Records from a collection:
——

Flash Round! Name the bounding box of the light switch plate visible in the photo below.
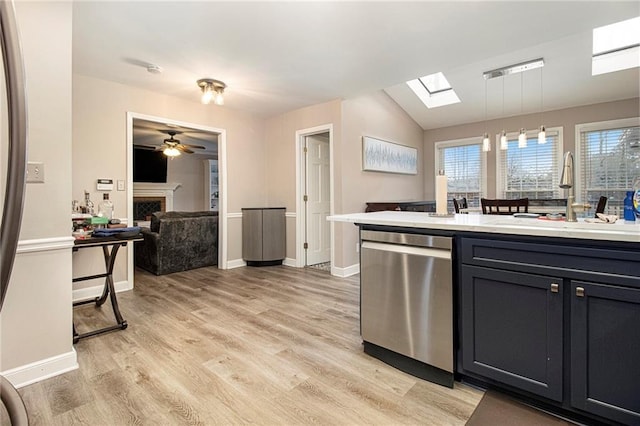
[117,180,125,191]
[26,162,44,183]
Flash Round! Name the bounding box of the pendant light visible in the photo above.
[482,79,491,152]
[500,77,507,150]
[538,67,547,144]
[518,73,527,148]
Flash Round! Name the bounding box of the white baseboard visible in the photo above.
[331,263,360,277]
[283,257,297,267]
[72,280,131,303]
[226,258,247,269]
[2,349,78,388]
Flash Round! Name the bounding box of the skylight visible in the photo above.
[592,16,640,76]
[407,72,461,108]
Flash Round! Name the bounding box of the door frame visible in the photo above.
[126,112,230,281]
[295,124,334,269]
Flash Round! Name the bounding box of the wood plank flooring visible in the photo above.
[12,265,483,425]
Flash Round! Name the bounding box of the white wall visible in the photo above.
[0,1,77,385]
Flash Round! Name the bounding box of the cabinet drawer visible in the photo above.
[461,238,639,285]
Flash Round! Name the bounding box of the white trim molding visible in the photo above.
[72,280,131,303]
[283,257,297,267]
[2,350,78,388]
[331,263,360,278]
[226,258,247,269]
[285,212,296,218]
[17,236,74,254]
[227,212,243,219]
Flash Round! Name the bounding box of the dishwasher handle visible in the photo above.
[361,230,452,250]
[361,241,451,259]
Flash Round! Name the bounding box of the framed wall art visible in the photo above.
[362,136,418,175]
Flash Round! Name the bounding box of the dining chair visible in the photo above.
[594,196,607,217]
[452,197,468,213]
[481,198,529,215]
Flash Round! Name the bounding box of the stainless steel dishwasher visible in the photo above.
[360,229,453,387]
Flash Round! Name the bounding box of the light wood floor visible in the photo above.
[13,265,483,425]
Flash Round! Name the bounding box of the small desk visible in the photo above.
[72,234,142,343]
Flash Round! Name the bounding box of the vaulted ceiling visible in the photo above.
[73,2,640,130]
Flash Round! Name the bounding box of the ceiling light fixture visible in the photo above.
[500,78,508,150]
[163,146,180,157]
[197,78,227,105]
[482,78,491,152]
[518,73,527,149]
[483,58,545,80]
[538,66,546,144]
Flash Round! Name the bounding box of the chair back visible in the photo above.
[594,196,607,217]
[481,198,529,215]
[452,197,468,213]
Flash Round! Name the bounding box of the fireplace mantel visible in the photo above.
[133,182,181,211]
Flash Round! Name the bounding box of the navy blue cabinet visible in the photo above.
[570,281,640,425]
[459,237,640,425]
[461,265,563,401]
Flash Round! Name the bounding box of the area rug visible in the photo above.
[307,262,331,272]
[466,390,575,425]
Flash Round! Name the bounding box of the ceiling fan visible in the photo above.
[135,130,206,156]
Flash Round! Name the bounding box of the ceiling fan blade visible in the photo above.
[134,144,158,151]
[176,145,194,154]
[182,144,206,150]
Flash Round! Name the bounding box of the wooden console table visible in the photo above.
[72,234,142,343]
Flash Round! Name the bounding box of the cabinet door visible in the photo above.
[461,265,563,401]
[571,281,640,425]
[242,209,263,261]
[262,209,285,261]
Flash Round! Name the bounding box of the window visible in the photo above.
[496,127,563,199]
[435,137,486,207]
[576,118,640,215]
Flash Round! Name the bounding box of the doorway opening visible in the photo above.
[126,112,230,281]
[295,124,334,271]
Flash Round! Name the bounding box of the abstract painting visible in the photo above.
[362,136,418,175]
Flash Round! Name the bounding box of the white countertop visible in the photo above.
[328,211,640,243]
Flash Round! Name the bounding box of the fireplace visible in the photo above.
[133,197,165,220]
[133,182,181,220]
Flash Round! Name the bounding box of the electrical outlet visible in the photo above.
[117,180,125,191]
[26,162,45,183]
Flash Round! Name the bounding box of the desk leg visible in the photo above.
[73,242,128,343]
[98,244,127,328]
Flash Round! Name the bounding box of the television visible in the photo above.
[133,148,168,183]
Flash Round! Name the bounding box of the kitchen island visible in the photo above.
[329,211,639,425]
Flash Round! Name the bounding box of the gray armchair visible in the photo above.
[135,211,218,275]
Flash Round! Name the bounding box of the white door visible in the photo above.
[305,134,331,266]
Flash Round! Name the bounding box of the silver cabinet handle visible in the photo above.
[576,287,585,297]
[551,283,559,293]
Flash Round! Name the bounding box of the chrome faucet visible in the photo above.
[559,151,590,222]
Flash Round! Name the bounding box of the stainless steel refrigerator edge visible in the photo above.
[1,0,30,423]
[360,230,453,385]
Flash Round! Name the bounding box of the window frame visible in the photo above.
[495,126,564,199]
[434,136,487,206]
[575,117,640,214]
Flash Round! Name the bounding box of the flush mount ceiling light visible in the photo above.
[483,58,545,80]
[592,16,640,76]
[146,64,163,74]
[407,72,461,108]
[197,78,226,105]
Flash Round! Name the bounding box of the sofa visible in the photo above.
[135,211,218,275]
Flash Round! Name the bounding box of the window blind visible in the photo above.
[436,140,484,207]
[578,124,640,214]
[497,128,561,199]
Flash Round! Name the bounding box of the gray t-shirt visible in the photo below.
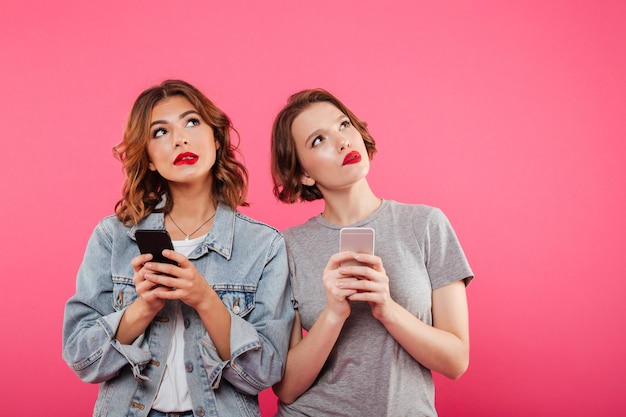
[277,200,473,417]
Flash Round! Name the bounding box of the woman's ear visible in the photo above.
[300,172,315,187]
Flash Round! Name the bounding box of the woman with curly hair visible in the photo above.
[63,80,293,417]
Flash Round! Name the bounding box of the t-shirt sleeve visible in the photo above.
[423,208,474,289]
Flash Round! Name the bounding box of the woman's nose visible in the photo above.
[338,136,351,152]
[173,128,189,147]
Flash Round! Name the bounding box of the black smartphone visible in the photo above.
[135,229,177,265]
[339,227,375,267]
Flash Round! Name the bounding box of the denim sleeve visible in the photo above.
[200,234,294,395]
[61,222,152,383]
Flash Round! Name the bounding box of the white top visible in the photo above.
[152,234,206,412]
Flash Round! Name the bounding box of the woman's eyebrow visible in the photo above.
[179,110,199,119]
[305,128,323,144]
[150,110,199,127]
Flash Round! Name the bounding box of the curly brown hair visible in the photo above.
[270,88,377,203]
[113,80,249,225]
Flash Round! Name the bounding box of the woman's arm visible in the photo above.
[272,308,346,404]
[141,251,232,360]
[343,254,470,379]
[62,223,154,383]
[115,253,166,345]
[273,251,359,404]
[378,280,470,379]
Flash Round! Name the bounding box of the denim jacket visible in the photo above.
[62,203,294,417]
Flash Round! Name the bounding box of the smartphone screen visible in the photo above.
[339,227,375,267]
[135,229,178,265]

——

Task requirements:
The entries are to be reproduced exactly, excluding any pictures they contain.

Finished task:
Flash Round! Name the bounding box of the light switch plate visible in the photo below.
[117,180,125,191]
[26,162,44,183]
Flash Round! Name the bounding box of the pendant light visible in the photo above.
[482,79,491,152]
[500,77,507,150]
[538,67,547,144]
[518,73,527,148]
Flash Round! Name the bounding box of the white baseboard visible in the photo above.
[331,263,360,277]
[283,257,297,267]
[72,280,131,303]
[226,258,247,269]
[2,349,78,388]
Flash Round! Name the bounding box of the skylight visible in the photo above.
[592,16,640,76]
[407,72,461,108]
Flash Round! Name the bounding box of the door frame visible in the photo above.
[126,112,230,281]
[295,124,334,269]
Flash Round! Name the bounding box of the wood plank flooring visible in the photo above.
[12,265,483,425]
Flash Round! Name the bounding box of the white wall visible in the photo above.
[0,1,77,385]
Flash Round! Name the bounding box of the cabinet drawer visible in the photo above.
[461,238,639,285]
Flash Round! Name the bounding box of the white trim molding visible in the photo above.
[72,280,131,303]
[283,257,297,267]
[2,350,78,388]
[331,263,360,278]
[226,258,247,269]
[285,212,296,218]
[17,236,74,254]
[227,212,243,219]
Flash Round! Name the bounding box of the dishwasher handle visible in the photo above.
[361,230,452,250]
[361,241,451,259]
Flash Round! Name the bounding box of the framed wall art visible in the photo above.
[362,136,418,175]
Flash Round! Name the bounding box of the dining chair visible in the photo above.
[594,196,607,217]
[452,197,468,213]
[481,198,529,215]
Flash Round! Name the bounding box of the stainless steel dishwasher visible in the photo above.
[360,229,453,387]
Flash Round! Name the bounding box of the light wood floor visible in the photo above.
[13,265,483,425]
Flash Round! Name the bounding box of the small desk visible in the photo above.
[72,234,142,343]
Flash Round! Name the bounding box of the vaulted ceiling visible in the photo above.
[73,2,640,130]
Flash Round! Name the bounding box of the ceiling light fixture visible in the photo above.
[500,78,508,150]
[163,146,180,157]
[197,78,227,105]
[482,78,491,152]
[518,73,527,149]
[483,58,545,80]
[538,66,546,144]
Flash Round! Name the bounding box of the chair back visible in the photo above.
[594,196,607,217]
[481,198,529,215]
[452,197,468,213]
Flash Round! Name the bounding box of the fireplace mantel visible in the photo above.
[133,182,181,211]
Flash Round! Name the bounding box of the navy blue cabinet visible in the photo above.
[570,281,640,425]
[459,237,640,425]
[461,265,563,401]
Flash Round! Name the bounding box of the area rug visible in the photo above.
[307,262,331,272]
[466,390,575,425]
Flash Round! Name the bounding box of the ceiling fan visible in the photo above.
[135,130,206,156]
Flash Round! Name the bounding box of the ceiling fan blade visible in the photo above.
[134,144,158,151]
[176,145,194,154]
[182,144,206,150]
Flash Round! Name the bounding box of the wooden console table visible in the photo above.
[72,234,142,343]
Flash Round! Name the bounding box of the cabinet door visible in the photo above.
[461,265,563,401]
[571,281,640,425]
[242,209,263,261]
[262,209,285,261]
Flash Round! Name the bounding box of the window visible in the photo above.
[496,127,563,199]
[435,137,486,207]
[576,118,640,215]
Flash Round! Name the bounding box of the doorway opening visible in the photo above.
[126,112,230,281]
[295,124,334,271]
Flash Round! Name the bounding box of the abstract painting visible in the photo above.
[362,136,418,175]
Flash Round! Name the bounding box of the white countertop visible in the photo above.
[328,211,640,243]
Flash Round! Name the bounding box of the fireplace visible in the photo above.
[133,197,165,220]
[133,182,181,220]
Flash Round! Name the bounding box of the electrical outlet visible in the photo above.
[117,180,125,191]
[26,162,45,183]
Flash Round! Name the bounding box of the desk leg visible in the photo above.
[73,242,128,343]
[98,244,127,328]
Flash Round! Name the bounding box of the television visible in the photo above.
[133,148,168,183]
Flash Round! Name the bounding box of the kitchen island visible in the photo above.
[329,211,639,425]
Flash Round! Name the bounding box of the gray armchair visible in the photo above.
[135,211,218,275]
Flash Round! Name the bounding box of the white door visible in the photo above.
[305,134,331,266]
Flash Round! Name the bounding box of the silver cabinet handle visible in the photo above.
[576,287,585,297]
[551,283,559,293]
Flash Round! Name the bounding box of the chrome faucet visible in the photo above.
[559,151,590,222]
Flash Round! Name the bounding box of the stainless steel refrigerator edge visible in the photo above.
[1,0,30,423]
[360,230,453,385]
Flash Round! Name the bounding box of the window frame visible in the photo above.
[495,126,564,199]
[434,136,487,206]
[575,117,640,214]
Flash Round! Name the bounding box of the flush mount ceiling light visible in the photo above.
[483,58,545,80]
[592,16,640,76]
[146,64,163,74]
[407,72,461,108]
[197,78,226,105]
Flash Round! Name the bounding box of the sofa visible in the photo above.
[135,211,218,275]
Flash Round! Name the bounding box of the window blind visible in the photo above.
[436,140,484,207]
[578,124,640,214]
[497,128,561,199]
Flash Round! Name the bounding box of the gray t-shirt visible in the photo below.
[277,200,473,417]
Flash Round! Name the bounding box of the woman's ear visible in the photo above.
[300,172,315,187]
Flash Round! Name the bounding box of the woman with curly hair visible in the photo above.
[63,80,293,417]
Flash Round! Name the bounding box of the t-shirt sleeve visible in the photo above.
[423,208,474,289]
Flash Round! Name the bounding box of the woman's nose visible in the photo above.
[338,136,351,152]
[173,128,189,147]
Flash Round! Name the bounding box of the black smartphone visible in the photo above.
[135,229,177,265]
[339,227,375,267]
Flash Round! Name the bounding box of the denim sleeve visible in the photo above.
[200,234,294,395]
[61,222,152,383]
Flash Round! Name the bounding box of the white top visible in the photo above.
[152,234,206,412]
Flash Round! Name the bounding box of the woman's eyebrow visible in the photo above.
[179,110,199,119]
[305,128,323,144]
[150,110,199,127]
Flash Round! Name the bounding box of the curly brown hair visible in the photo above.
[270,88,377,203]
[113,80,249,225]
Flash Round! Name the bounding box of the woman's arm visible in the photo above.
[272,308,346,404]
[141,251,232,360]
[343,254,470,379]
[62,223,154,383]
[115,253,166,345]
[273,251,359,404]
[378,280,470,379]
Flash Round! Name the bounding box of the denim jacket visible in the photo above.
[62,203,294,417]
Flash Round! Name the bounding box of the smartphone screen visible in the photo above.
[339,227,375,267]
[135,229,178,265]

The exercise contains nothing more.